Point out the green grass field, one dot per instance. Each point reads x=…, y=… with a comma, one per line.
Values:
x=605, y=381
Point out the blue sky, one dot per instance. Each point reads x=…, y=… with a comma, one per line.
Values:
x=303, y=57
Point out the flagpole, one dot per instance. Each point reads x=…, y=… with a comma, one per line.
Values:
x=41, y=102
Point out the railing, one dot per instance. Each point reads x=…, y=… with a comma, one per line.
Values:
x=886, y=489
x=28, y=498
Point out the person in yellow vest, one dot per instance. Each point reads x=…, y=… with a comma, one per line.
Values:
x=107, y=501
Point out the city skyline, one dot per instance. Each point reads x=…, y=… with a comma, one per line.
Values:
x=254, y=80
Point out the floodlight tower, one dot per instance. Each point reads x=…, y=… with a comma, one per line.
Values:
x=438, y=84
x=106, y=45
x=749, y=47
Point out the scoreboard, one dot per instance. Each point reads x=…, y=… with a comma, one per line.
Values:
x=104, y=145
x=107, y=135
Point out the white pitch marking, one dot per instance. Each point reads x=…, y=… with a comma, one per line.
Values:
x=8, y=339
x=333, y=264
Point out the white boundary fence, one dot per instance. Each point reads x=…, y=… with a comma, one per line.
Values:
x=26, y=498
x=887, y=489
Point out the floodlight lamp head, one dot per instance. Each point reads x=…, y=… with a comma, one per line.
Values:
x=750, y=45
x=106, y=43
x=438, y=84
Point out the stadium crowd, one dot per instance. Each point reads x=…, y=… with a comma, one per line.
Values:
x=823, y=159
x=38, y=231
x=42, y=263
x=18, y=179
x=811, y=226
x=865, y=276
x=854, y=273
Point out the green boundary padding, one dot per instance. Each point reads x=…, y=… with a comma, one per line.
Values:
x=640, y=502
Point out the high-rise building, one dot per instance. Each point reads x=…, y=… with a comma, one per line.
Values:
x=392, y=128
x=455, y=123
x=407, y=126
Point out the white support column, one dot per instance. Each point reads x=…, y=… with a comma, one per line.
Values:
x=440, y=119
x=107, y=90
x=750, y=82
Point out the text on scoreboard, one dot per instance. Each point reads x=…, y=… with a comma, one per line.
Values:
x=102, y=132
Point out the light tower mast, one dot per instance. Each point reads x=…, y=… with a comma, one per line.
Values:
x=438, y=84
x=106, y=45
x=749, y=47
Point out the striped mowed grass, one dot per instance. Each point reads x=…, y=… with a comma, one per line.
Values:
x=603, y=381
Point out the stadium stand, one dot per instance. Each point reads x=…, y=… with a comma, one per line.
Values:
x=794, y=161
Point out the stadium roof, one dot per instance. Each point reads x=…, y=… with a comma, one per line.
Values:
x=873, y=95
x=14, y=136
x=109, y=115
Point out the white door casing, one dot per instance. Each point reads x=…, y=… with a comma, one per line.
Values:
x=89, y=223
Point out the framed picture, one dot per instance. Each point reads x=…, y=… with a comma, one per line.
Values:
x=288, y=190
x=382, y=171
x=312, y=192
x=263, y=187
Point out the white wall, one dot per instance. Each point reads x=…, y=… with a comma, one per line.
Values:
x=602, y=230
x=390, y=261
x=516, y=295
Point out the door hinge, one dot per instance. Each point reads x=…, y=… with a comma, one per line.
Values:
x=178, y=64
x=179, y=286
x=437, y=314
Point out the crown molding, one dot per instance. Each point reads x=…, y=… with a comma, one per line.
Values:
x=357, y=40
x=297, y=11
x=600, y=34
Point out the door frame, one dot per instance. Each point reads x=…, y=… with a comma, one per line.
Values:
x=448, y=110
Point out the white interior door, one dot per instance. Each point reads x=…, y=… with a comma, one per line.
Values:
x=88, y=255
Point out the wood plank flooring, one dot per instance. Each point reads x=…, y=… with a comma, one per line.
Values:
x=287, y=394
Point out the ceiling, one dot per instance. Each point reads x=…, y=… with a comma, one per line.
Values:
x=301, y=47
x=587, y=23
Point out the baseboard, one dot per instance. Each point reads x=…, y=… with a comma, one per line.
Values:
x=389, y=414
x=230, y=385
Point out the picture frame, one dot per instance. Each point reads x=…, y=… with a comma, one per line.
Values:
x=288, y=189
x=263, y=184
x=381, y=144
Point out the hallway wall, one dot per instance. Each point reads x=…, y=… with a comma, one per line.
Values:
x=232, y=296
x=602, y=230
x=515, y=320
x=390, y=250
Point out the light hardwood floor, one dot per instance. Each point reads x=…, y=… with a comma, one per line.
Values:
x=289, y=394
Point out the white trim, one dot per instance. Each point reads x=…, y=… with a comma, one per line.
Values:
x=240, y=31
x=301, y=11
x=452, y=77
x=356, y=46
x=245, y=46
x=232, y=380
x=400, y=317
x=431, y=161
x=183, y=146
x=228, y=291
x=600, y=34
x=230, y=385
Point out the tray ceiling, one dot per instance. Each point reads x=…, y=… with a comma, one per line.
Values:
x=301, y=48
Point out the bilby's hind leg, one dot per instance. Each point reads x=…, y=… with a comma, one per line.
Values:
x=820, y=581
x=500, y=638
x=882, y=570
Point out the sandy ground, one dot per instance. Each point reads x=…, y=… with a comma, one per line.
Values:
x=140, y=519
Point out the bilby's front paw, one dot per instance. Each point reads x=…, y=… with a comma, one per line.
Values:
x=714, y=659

> **Job**
Copy the items from the line holding "Point out the stadium stand, one" through the line holding "x=287, y=394", both included, changing "Values" to "Coordinates" and leaving everything else as it is.

> **Solution below**
Point out the stadium stand, one dot per instance. Each point reads x=…, y=… with a comma, one per line.
Coordinates:
x=794, y=161
Point out the stadium roof, one dot per instance. Each point reads x=…, y=… with a comma, one per line.
Coordinates:
x=873, y=95
x=14, y=136
x=109, y=115
Point out the white door casing, one dot per instance. Each point reads x=…, y=… with a comma, one per line.
Coordinates:
x=89, y=223
Point out the framed picture, one dot per instance. Each point reads x=…, y=… with a comma, one per line.
Coordinates:
x=288, y=190
x=382, y=171
x=312, y=192
x=263, y=187
Point out the white wall, one dot per instance. Each point reads x=…, y=… with a comma, one per line.
Coordinates:
x=602, y=230
x=390, y=261
x=516, y=295
Point out the door hinge, one dot per instance. Each point reads x=…, y=… with a comma, one per line.
Coordinates:
x=178, y=64
x=179, y=286
x=437, y=314
Point out the crown molding, one dot per instance. Each point reads x=…, y=… with a comma, one per line.
Coordinates:
x=357, y=40
x=297, y=11
x=600, y=34
Point out the door frame, one dot per instance. Each point reads x=…, y=… with a comma, one per line.
Coordinates:
x=448, y=110
Point out the white interior door, one dot per instance. Each point reads x=…, y=… with a comma, one per line.
Coordinates:
x=88, y=255
Point out the wood plank flooring, one dot per instance. Each point reads x=…, y=… with a comma, one per line.
Coordinates:
x=287, y=394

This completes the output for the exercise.